───── EXTRACT
Chemotaxis impact on microbial transport in a packed column with structured physical heterogeneity.

摘要

Chemotaxis, the directed migration of a bacterial population in response to a chemical concentration gradient, is believed to accelerate contaminant remediation rate in bioremediation processes by attracting bacteria toward the chemically favorable regions with low permeability, where the contaminant sources reside. The goal of this work is to investigate the effect of chemotaxis on microbial migration in heterogeneous systems.;A laboratory-scale column, with a coarse-grained sand core surrounded by a fine-grained annulus, was developed to simulate natural aquifers with strata of different hydraulic conductivities. A chemoattractant source was placed along the central axis to model contaminants trapped in the heterogeneous subsurface. Chemotactic bacterial strains, Escherichia coli HCB1 and Pseudomonas putida F1, were introduced into the column by a pulse injection. For E. coli HCB1, approximately 18% more of the total population relative to the control without attractant exited the column from the coarse sand layer under an average fluid velocity of 5.1 m/d. Although P. putida F1 demonstrated no observable changes in migration pathways with the model contaminant acetate under the same condition, when the flow rate was reduced to 1.9 m/d, approximately 6-10% more of the population relative to the control migrated through the coarse sand layer.;The analysis of chemotactic influences was further elucidated by a two-dimensional mathematical model, which incorporated a convective-like chemotaxis term to represent chemotactic migration. Consistency between experimental observation and model prediction supported the assertions that (1) dispersion-induced microbial transfer between adjacent conductive zones occurred at the interface and had little influence on bacterial transport in the bulk flow of the permeable layers and (2) the enhanced transverse bacterial migration in chemotactic experiments relative to nonchemotactic controls were mainly due to directed migration toward the chemical source zone. Additionally, the analysis of adsorption coefficient values supported the observation of a previous study that microbial deposition to the surface of porous media might be decreased under the effect of attractant gradients. Further analysis of bacterial transport over a range of flow rates revealed that bacterial chemotaxis may be impeded at high fluid velocity and high shear stress, as reported previously in the literature.
──────────
───── RECORDS PROVIDED
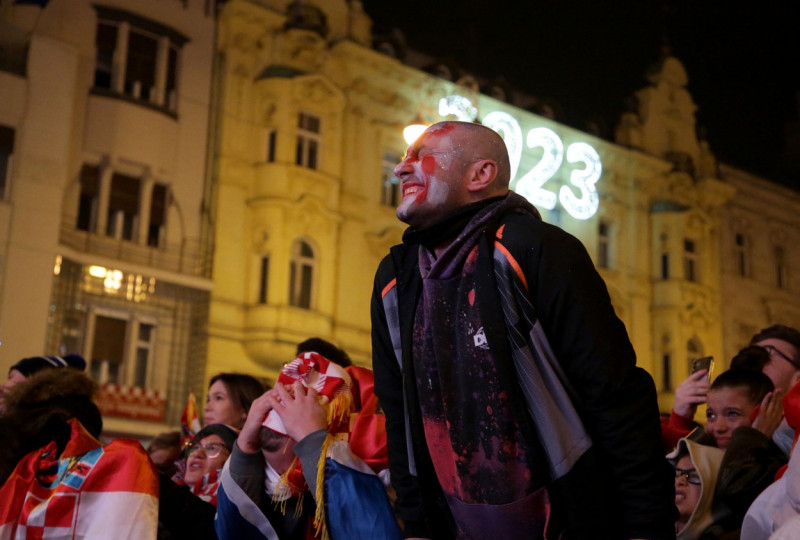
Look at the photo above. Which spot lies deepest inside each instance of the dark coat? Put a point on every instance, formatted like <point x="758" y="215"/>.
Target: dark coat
<point x="622" y="487"/>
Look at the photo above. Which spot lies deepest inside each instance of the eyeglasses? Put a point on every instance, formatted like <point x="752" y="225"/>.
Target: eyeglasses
<point x="690" y="474"/>
<point x="212" y="450"/>
<point x="771" y="349"/>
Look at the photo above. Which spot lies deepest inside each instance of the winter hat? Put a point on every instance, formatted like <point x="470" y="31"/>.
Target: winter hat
<point x="29" y="366"/>
<point x="332" y="383"/>
<point x="225" y="432"/>
<point x="330" y="380"/>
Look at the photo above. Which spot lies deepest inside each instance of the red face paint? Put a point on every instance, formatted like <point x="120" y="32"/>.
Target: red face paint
<point x="428" y="165"/>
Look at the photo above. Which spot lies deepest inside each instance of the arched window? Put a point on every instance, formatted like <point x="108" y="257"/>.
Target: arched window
<point x="301" y="275"/>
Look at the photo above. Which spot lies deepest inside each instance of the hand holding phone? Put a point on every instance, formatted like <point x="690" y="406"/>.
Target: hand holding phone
<point x="706" y="362"/>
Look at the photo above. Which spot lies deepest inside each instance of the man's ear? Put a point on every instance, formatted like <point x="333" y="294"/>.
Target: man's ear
<point x="482" y="175"/>
<point x="795" y="378"/>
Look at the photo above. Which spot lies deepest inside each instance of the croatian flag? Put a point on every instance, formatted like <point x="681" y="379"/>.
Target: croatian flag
<point x="190" y="422"/>
<point x="88" y="491"/>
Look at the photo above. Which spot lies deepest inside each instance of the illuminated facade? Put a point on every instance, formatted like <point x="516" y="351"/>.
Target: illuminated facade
<point x="104" y="117"/>
<point x="310" y="129"/>
<point x="130" y="168"/>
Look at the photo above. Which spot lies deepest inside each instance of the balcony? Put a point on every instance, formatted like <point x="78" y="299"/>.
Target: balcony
<point x="187" y="257"/>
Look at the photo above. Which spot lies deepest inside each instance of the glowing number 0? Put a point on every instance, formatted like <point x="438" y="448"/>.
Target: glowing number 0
<point x="530" y="185"/>
<point x="585" y="205"/>
<point x="508" y="127"/>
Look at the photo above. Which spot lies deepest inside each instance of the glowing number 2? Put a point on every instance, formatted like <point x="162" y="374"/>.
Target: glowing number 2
<point x="586" y="205"/>
<point x="530" y="185"/>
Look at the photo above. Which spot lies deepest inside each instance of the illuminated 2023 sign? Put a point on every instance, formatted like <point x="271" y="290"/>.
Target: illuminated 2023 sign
<point x="580" y="201"/>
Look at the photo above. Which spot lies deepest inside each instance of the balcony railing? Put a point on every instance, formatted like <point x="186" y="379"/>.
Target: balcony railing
<point x="188" y="257"/>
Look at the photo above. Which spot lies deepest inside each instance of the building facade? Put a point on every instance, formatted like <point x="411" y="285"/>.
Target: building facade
<point x="105" y="251"/>
<point x="189" y="189"/>
<point x="310" y="120"/>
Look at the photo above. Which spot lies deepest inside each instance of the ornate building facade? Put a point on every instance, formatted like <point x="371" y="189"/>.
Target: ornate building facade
<point x="105" y="115"/>
<point x="309" y="132"/>
<point x="190" y="188"/>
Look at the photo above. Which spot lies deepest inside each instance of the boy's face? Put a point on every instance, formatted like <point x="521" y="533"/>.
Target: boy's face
<point x="728" y="408"/>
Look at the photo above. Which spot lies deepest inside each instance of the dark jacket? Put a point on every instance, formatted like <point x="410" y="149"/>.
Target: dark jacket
<point x="622" y="486"/>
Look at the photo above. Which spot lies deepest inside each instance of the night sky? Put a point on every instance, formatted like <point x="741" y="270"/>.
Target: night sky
<point x="589" y="57"/>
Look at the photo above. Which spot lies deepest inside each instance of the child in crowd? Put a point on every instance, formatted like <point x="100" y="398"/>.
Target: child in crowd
<point x="739" y="398"/>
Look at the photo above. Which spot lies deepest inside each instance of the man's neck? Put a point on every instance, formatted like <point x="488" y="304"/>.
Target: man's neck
<point x="280" y="459"/>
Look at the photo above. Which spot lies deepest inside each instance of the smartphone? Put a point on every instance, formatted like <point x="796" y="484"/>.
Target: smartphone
<point x="706" y="362"/>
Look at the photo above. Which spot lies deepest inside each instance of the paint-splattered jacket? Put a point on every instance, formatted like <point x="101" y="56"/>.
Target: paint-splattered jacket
<point x="608" y="476"/>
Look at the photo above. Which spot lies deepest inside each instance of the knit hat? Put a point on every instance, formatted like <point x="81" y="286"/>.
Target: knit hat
<point x="225" y="432"/>
<point x="29" y="366"/>
<point x="330" y="380"/>
<point x="332" y="383"/>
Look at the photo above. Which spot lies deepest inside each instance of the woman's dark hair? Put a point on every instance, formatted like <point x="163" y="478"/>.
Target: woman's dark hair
<point x="242" y="389"/>
<point x="755" y="384"/>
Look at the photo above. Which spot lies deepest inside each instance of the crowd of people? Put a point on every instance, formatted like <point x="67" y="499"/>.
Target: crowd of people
<point x="505" y="402"/>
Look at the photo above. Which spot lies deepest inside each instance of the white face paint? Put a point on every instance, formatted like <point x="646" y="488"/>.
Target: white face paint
<point x="430" y="176"/>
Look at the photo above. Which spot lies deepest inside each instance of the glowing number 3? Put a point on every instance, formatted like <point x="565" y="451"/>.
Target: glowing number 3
<point x="581" y="206"/>
<point x="586" y="205"/>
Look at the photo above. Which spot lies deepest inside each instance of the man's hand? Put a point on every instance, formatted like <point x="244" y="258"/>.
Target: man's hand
<point x="770" y="413"/>
<point x="690" y="393"/>
<point x="248" y="441"/>
<point x="299" y="409"/>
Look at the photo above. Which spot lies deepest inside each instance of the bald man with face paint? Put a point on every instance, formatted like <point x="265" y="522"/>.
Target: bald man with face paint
<point x="513" y="402"/>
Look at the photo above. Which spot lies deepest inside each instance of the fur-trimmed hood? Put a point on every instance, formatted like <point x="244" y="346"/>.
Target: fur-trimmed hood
<point x="38" y="410"/>
<point x="48" y="385"/>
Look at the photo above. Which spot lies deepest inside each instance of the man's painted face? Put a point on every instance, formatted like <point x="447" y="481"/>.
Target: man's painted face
<point x="431" y="177"/>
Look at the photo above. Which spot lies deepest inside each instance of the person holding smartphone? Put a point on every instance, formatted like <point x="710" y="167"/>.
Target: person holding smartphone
<point x="688" y="395"/>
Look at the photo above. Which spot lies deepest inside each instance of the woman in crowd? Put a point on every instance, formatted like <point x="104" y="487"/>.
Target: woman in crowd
<point x="187" y="511"/>
<point x="696" y="468"/>
<point x="205" y="457"/>
<point x="229" y="398"/>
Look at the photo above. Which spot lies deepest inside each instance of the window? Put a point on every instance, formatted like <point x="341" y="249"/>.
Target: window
<point x="6" y="153"/>
<point x="664" y="261"/>
<point x="126" y="203"/>
<point x="666" y="372"/>
<point x="144" y="352"/>
<point x="158" y="215"/>
<point x="272" y="143"/>
<point x="307" y="141"/>
<point x="140" y="66"/>
<point x="390" y="185"/>
<point x="87" y="202"/>
<point x="263" y="281"/>
<point x="123" y="207"/>
<point x="603" y="241"/>
<point x="108" y="349"/>
<point x="112" y="360"/>
<point x="301" y="275"/>
<point x="780" y="267"/>
<point x="689" y="260"/>
<point x="741" y="254"/>
<point x="137" y="58"/>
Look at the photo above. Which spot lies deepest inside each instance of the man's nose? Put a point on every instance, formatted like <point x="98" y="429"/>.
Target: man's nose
──────────
COMPLETE THE FOLLOWING:
a) Answer the following from the abstract on chemotaxis and microbial transport.
(i) Which two chemotactic bacterial strains were introduced into the column?
(ii) To what value was the flow rate reduced when P. putida F1 showed a change in migration?
(iii) What kind of term did the two-dimensional mathematical model incorporate to represent chemotactic migration?
b) Translate this sentence from the abstract on chemotaxis and microbial transport into French: "A chemoattractant source was placed along the central axis to model contaminants trapped in the heterogeneous subsurface."

SOLUTION LIST:
a)
(i) Escherichia coli HCB1 and Pseudomonas putida F1.
(ii) 1.9 m/d.
(iii) A convective-like chemotaxis term.

b) Une source de chimioattractant a été placée le long de l'axe central afin de modéliser les contaminants piégés dans le sous-sol hétérogène.